(Extracted data entries)

────────────────

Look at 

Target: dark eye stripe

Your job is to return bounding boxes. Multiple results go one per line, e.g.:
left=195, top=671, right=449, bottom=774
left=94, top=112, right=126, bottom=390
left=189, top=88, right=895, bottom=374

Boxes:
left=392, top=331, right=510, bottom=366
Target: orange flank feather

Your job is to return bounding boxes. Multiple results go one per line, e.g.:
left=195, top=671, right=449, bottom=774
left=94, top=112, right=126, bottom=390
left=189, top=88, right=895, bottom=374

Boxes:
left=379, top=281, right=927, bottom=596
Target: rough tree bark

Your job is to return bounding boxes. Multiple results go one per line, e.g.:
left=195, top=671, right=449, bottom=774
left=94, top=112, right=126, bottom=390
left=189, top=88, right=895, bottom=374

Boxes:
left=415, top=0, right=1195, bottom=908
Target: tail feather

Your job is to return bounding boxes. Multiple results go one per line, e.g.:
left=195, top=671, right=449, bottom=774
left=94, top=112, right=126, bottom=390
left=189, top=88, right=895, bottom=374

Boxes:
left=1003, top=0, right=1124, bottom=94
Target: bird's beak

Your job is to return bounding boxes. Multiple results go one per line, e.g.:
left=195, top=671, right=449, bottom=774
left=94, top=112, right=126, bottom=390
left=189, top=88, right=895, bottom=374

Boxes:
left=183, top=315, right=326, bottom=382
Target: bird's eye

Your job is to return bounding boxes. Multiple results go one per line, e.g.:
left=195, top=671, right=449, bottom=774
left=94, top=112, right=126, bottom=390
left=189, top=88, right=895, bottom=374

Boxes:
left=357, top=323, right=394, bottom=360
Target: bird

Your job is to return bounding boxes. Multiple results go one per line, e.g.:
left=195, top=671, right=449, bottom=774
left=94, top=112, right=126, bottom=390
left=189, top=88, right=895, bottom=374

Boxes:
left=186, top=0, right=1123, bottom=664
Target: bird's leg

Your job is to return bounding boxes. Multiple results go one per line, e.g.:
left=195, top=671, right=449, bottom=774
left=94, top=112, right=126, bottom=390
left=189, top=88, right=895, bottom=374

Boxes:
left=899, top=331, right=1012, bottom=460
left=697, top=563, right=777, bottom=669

────────────────

## Your task
Arrange every line of the data above as a Markdown table with two columns, Row and Line. Number the rows in order and leave out the blank lines.

## The answer
| Row | Line |
|---|---|
| 1 | Look at  |
| 2 | Target: dark eye stripe |
| 3 | Your job is to return bounding boxes. Multiple results go one per line, e.g.: |
| 4 | left=195, top=671, right=449, bottom=774 |
| 5 | left=94, top=112, right=126, bottom=390 |
| 6 | left=189, top=88, right=895, bottom=374 |
| 7 | Boxes: |
| 8 | left=392, top=331, right=510, bottom=366 |
| 9 | Target: orange flank feather |
| 10 | Your job is to return bounding boxes. Multiple results go one per line, e.g.: |
| 11 | left=195, top=671, right=449, bottom=774 |
| 12 | left=94, top=112, right=126, bottom=390 |
| 13 | left=189, top=88, right=895, bottom=374 |
| 14 | Boxes: |
| 15 | left=379, top=281, right=927, bottom=596 |
| 16 | Target: rough tree bark |
| 17 | Your job is to return bounding boxes. Multiple results go one per line, e.g.: |
| 18 | left=195, top=671, right=449, bottom=774 |
| 19 | left=94, top=112, right=126, bottom=390 |
| 20 | left=189, top=88, right=895, bottom=374 |
| 21 | Boxes: |
| 22 | left=415, top=0, right=1195, bottom=908 |
| 23 | Target: tail feather |
| 24 | Your job is to return bounding boxes. Multiple results go one per line, e.g.: |
| 25 | left=195, top=671, right=449, bottom=774 |
| 26 | left=94, top=112, right=126, bottom=390 |
| 27 | left=189, top=88, right=895, bottom=374 |
| 28 | Boxes: |
| 29 | left=1003, top=0, right=1124, bottom=94 |
| 30 | Target: bird's beak |
| 31 | Your job is to return bounding boxes. Multiple results go one per line, e.g.: |
| 32 | left=195, top=671, right=449, bottom=774 |
| 33 | left=94, top=112, right=126, bottom=390 |
| 34 | left=189, top=88, right=895, bottom=374 |
| 35 | Boxes: |
| 36 | left=183, top=315, right=326, bottom=382 |
| 37 | Target: bird's eye |
| 38 | Your job is to return bounding boxes. Multiple results go one per line, e.g.: |
| 39 | left=195, top=671, right=449, bottom=774 |
| 40 | left=94, top=112, right=126, bottom=390 |
| 41 | left=189, top=88, right=895, bottom=374 |
| 42 | Boxes: |
| 43 | left=357, top=323, right=394, bottom=360 |
| 44 | Target: bird |
| 45 | Your job is to return bounding boxes. Multiple results go one per line, e.g.: |
| 46 | left=195, top=671, right=449, bottom=774 |
| 47 | left=94, top=112, right=126, bottom=390 |
| 48 | left=189, top=88, right=895, bottom=374 |
| 49 | Boxes: |
| 50 | left=186, top=0, right=1123, bottom=664 |
| 51 | Target: bird's leg |
| 52 | Your job is to return bounding boxes. Multiple results go one per line, e.g.: |
| 53 | left=195, top=671, right=449, bottom=774 |
| 54 | left=94, top=112, right=126, bottom=390 |
| 55 | left=189, top=88, right=895, bottom=374 |
| 56 | Boxes: |
| 57 | left=899, top=331, right=1012, bottom=460 |
| 58 | left=697, top=563, right=777, bottom=669 |